## Passage provided
============

By use of in situ hybridization experiments, the transcripts of several different mouse homeo-genes (Hox-1.2, -1.3, -1.4, -1.5, -3.1 and -6.1) have been localized in l2½-day mouse embryos. In a comparison of these genes on adjacent or nearby embryo sections, it is found that their transcripts occupy domains which are usually different, although overlapping, along the anteroposterior axis of the body. The domains are not limited to single segments (assumed to be represented by single prevertebrae) but they encompass regions of adjacent segments. In addition to the prevertehral column, the transcript domains extend into the central nervous system and at least some of the organs (pharynx, thyroid, trachea, lung, stomach and kidney).

============

## Dataset excerpt
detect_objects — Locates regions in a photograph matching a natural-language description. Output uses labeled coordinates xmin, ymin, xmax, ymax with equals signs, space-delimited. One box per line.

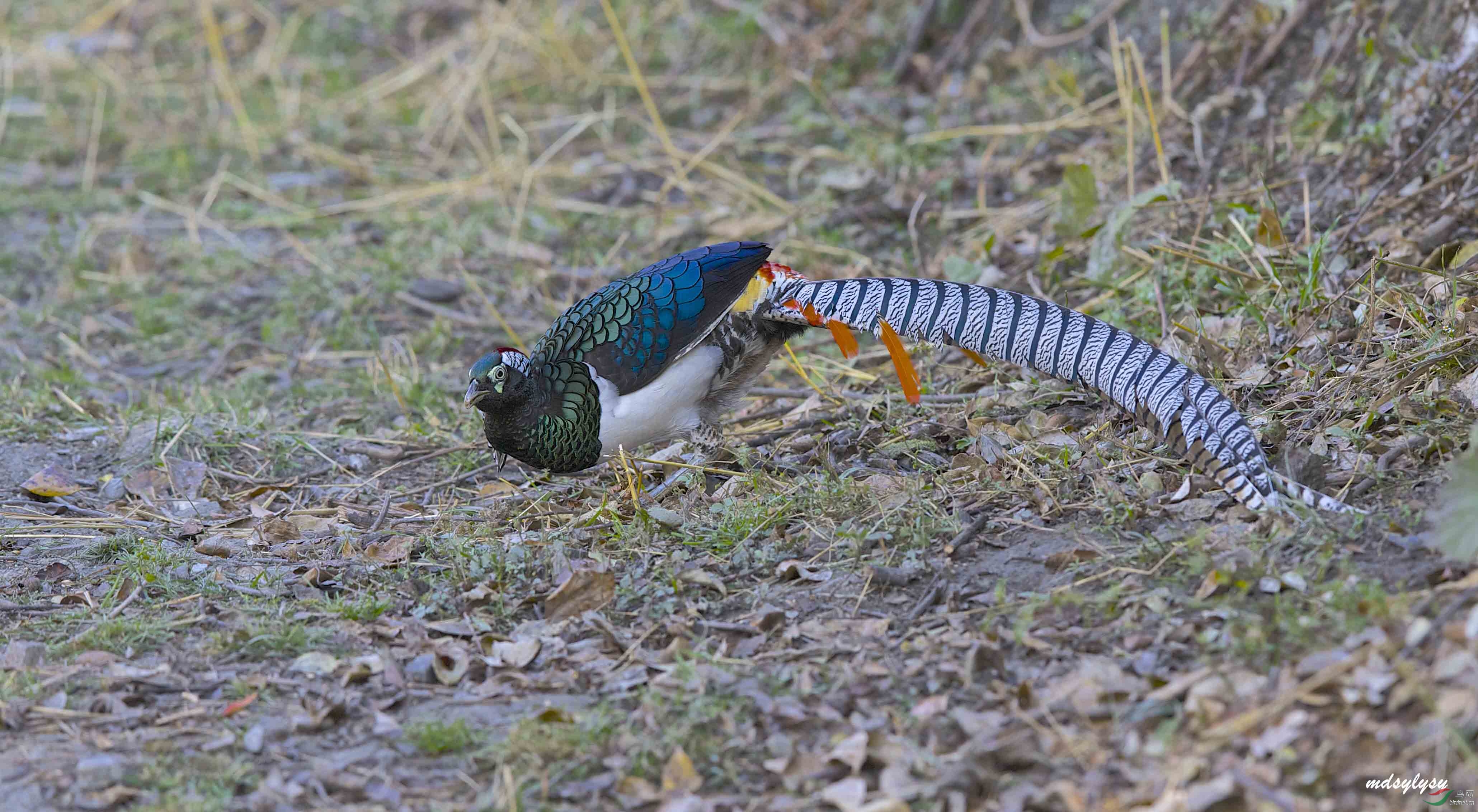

============

## Your objective
Continue the passage above about where mouse homeo-gene transcripts are found in 12½-day embryos, starting after its last sentence.

## Written answer
Within the prevertebral column, a striking feature of most of the domains is that the abundance of transcripts rises (anteriorly) and falls (posteriorly) over a distance of several adjacent prevertebrae. For Hox-1.4 and Hox-1.3 the rise is over prevertebrae within the cervical region. For Hox-6.1, Hox-1·2 and Hox-3.1, the rise is over prevertebrae within the thoracic region. For each of the genes examined, transcripts in the central nervous system extend to a more anterior position in the body than transcripts in the prevertebral column. The myelencephalon of the hindbrain contains at least three different anterior boundaries for homeo-gene transcript domains. The positions of these are defined by Hox-1.5 (most anterior), Hox-1.4 and Hox-1.3. Anterior boundaries for Hox-6.1 and Hox-1.2 are apparently located at the Hox-1.3 position. Homeo-gene transcript domains extend into several structures known to be derived, at least in part, from the neural crest. These include the ventral pharynx, thyroid, aortic trunk and, probably, the sympathetic nerve chain and thymus.
For several genes of the Hox-1 clusterr we note a correspondence between the serial arrangement of genes on the chromosome and the arrangement of their transcript domains in the developing embryo. We also note some striking similarities between the transcript domains of different homeo-genes that share the same subfamily (Duboule et al. 1988). These observations, and others, offer possible clues about the molecular mechanisms that might underlie the formation and maintenance of homeo-gene transcript domains.